Campus & Community

Looking into Harvard’s future:

9 min read

Planning for tomorrow in Allston

Turnpike Authority land
View of a portion of the 140 acres purchased from the Massachusetts Turnpike Authority as seen from atop One Western Avenue, the new graduate student housing that will open in August. Although no decision has been made about what will be built in Allston, the past year has been active with planning and studies to help inform the decision in the future. (Staff photo by Jon Chase)

At first glance, it is hard to see a campus on the 110 undeveloped acres that Harvard owns in North Allston. The parking lots, warehouses, and industrial sites are evidence that there is much groundwork to be done. Officials say it could take years, if not decades, before a new campus can be fully realized. Still, there has been an enormous amount of activity in the last year centered around planning and analyzing data and opinion from across the University. Through these efforts the University hopes to inform a decision on how to design and build an Allston campus.

The planning hinges on some challenging questions: How much space will Harvard need generations from now? Can Harvard anticipate the next developments in science and technology or new disciplines yet to be discovered and also anticipate how Allston can help fulfill Harvard’s needs in those areas? How does Harvard best integrate its expanded presence in Allston with the Allston community? How might the Cambridge campus be changed or enhanced in the process?

“The decisions about what we do in Allston will say something about what Harvard is a century from now, and it is a profoundly important set of choices, not only for us, but for the city of Boston and the community of neighbors that will benefit with us,” said President Lawrence H. Summers.

“Allston is a remarkable gift that we have been given, the opportunity to build a new campus, aligned with the campus we already have, to meet the very large challenges that lie ahead for our University. With so much at stake and so much potential, it is much more important to choose wisely than to choose rapidly.”

Planning and visioning for the future

This has been a year marked by University-wide planning. To coordinate the processes, the University Physical Planning Committee has met monthly over the past year. They have engaged faculty and administrators in discussions about potential academic uses in Allston, as well as the challenges inherent in developing land that is not yet zoned for institutional use.

At the same time, individual schools have been preparing reports projecting their space needs 20 years from now. For example, the Law School created a Locational Options Committee chaired by Professor (future dean of the Law School) Elena Kagan. The committee evaluated the pros and cons of moving to Allston. They studied various ways of achieving the Law School’s objectives in their current precinct as well as in potential Allston campuses.

Faculty advisory committees

Also during this period, faculty committees convened by Provost Steven E. Hyman met to think through how Allston could satisfy the University’s aspirations in science, graduate, and professional schools, housing, and the arts and culture. “These advisory groups have made a great contribution and have helped us in understanding and exploring these opportunities in Allston,” said Hyman.

Some 50 faculty members and administrators participated in four advisory groups. Three groups were asked to focus on one of three general scenarios for Allston: one in which science departments and scientific research were at the heart of the new academic community; a scenario in which one or more graduate and professional schools were the principal constituents; and a scenario in which arts, culture, and museums would be an important component of the campus, though not its sole focus. A fourth group, reporting to Sally Zeckhauser, the vice president for administration and comprised of deans, deans of students, faculty, and other staff, focused on the development of housing in Allston under any of the scenarios.

* Task directions *
Translate this sentence from the article on Harvard's planning in Allston into Spanish: "This has been a year marked by University-wide planning." The items after this article come from a separate source.

* Given information *

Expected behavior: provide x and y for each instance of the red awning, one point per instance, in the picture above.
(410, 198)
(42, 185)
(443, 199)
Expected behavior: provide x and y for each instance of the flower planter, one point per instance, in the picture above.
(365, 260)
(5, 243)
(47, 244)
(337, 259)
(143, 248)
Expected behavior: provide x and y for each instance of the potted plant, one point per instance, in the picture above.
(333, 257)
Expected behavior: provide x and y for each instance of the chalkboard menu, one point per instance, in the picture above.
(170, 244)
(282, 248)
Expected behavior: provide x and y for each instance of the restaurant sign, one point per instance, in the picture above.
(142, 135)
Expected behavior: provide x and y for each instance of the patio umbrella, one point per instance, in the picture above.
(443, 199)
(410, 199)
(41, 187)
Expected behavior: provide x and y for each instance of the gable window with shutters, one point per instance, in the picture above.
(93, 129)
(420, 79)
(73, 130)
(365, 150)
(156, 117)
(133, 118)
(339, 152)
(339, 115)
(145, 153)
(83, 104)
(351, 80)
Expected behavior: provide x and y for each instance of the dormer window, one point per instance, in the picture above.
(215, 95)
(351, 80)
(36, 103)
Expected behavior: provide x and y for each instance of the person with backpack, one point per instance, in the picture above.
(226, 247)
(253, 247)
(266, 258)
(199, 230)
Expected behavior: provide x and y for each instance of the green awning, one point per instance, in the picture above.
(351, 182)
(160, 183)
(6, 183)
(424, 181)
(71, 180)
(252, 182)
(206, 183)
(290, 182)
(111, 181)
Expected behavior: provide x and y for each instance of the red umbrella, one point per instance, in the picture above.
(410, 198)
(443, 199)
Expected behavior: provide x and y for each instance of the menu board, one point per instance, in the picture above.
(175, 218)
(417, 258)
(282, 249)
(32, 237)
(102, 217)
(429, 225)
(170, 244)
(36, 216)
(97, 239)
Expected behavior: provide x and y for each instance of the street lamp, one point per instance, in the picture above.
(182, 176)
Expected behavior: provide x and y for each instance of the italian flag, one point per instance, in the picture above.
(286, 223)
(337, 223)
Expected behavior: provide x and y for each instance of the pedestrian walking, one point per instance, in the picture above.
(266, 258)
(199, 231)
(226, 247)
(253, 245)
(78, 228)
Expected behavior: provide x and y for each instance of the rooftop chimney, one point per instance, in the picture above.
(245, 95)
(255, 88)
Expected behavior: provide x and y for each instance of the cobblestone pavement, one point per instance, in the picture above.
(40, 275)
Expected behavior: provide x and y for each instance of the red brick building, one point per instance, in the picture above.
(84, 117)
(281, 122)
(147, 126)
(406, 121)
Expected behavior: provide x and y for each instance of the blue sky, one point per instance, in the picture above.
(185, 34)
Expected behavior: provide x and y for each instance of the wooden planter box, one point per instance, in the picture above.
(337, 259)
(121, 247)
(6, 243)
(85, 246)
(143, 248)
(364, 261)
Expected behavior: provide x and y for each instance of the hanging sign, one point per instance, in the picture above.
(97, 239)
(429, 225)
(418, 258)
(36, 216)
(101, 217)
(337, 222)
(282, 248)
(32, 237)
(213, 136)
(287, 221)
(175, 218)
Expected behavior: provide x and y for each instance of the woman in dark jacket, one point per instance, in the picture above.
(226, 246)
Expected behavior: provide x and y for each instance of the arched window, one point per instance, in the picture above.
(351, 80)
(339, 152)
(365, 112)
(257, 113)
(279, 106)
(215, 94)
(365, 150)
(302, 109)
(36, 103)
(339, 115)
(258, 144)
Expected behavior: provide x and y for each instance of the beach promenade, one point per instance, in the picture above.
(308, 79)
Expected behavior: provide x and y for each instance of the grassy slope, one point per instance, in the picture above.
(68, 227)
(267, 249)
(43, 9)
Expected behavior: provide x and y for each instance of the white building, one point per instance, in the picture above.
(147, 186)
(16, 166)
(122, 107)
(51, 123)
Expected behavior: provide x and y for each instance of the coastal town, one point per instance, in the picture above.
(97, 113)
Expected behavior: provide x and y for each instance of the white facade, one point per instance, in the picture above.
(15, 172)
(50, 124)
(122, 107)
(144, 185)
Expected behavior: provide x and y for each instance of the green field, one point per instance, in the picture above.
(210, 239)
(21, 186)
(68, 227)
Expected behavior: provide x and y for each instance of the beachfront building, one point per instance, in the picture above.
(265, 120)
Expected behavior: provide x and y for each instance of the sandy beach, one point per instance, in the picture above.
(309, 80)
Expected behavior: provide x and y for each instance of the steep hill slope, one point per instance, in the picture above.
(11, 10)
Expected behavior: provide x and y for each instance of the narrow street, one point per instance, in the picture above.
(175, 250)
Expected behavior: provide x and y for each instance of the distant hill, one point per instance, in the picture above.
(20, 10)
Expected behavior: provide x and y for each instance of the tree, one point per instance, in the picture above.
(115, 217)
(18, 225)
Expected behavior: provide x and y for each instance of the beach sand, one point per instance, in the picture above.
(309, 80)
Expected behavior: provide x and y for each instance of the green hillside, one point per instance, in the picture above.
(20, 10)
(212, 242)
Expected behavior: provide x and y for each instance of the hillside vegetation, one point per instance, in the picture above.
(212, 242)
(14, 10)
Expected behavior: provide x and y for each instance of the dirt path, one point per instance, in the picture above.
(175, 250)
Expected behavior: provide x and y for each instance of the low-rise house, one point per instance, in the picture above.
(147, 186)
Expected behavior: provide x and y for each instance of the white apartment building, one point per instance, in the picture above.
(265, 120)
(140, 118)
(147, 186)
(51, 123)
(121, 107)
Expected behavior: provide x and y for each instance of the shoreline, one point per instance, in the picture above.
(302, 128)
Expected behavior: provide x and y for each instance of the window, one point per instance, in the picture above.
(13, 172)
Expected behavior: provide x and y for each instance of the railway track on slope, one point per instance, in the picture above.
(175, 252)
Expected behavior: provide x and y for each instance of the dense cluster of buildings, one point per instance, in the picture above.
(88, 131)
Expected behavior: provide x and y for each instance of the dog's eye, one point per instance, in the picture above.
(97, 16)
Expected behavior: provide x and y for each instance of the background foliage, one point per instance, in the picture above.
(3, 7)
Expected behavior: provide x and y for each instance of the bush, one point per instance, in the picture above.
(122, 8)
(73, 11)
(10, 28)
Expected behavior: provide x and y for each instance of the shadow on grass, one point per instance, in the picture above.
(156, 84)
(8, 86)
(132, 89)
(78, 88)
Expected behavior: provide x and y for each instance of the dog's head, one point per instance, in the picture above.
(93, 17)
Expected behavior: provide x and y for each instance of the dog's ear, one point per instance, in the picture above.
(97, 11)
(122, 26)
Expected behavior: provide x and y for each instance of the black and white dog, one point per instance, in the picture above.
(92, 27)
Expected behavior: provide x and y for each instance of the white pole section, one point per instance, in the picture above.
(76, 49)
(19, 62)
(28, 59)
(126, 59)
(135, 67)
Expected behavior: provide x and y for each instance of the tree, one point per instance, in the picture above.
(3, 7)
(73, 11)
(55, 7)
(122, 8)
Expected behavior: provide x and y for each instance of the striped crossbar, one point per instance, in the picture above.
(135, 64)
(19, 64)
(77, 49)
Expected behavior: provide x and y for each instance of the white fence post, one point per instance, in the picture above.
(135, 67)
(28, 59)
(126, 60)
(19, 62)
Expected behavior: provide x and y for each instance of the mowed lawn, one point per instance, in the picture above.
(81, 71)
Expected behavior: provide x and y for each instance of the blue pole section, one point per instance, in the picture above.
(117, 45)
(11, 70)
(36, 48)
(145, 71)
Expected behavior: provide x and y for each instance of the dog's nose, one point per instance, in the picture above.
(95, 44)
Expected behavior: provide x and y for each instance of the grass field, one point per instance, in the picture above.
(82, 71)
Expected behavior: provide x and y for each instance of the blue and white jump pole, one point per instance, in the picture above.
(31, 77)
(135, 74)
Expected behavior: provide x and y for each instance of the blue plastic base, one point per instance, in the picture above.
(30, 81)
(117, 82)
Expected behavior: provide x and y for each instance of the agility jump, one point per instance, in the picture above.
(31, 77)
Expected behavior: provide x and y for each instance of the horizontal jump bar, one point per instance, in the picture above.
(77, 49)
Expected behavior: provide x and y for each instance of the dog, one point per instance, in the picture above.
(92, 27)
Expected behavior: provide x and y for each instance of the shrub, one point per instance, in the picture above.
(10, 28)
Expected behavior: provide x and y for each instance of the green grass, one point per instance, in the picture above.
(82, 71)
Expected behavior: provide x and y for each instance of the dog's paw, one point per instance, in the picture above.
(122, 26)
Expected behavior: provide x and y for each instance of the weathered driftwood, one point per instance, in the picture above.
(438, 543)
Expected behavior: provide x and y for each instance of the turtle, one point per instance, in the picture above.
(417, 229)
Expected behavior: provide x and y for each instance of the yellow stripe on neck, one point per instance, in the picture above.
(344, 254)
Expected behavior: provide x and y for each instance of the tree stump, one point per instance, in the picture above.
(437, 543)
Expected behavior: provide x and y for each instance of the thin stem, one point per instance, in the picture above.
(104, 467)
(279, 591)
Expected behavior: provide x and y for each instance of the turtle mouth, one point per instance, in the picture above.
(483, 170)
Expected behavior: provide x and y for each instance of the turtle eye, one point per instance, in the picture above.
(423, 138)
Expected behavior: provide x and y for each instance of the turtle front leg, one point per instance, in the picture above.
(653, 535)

* Solution to this problem *
Este ha sido un año marcado por la planificación en toda la Universidad.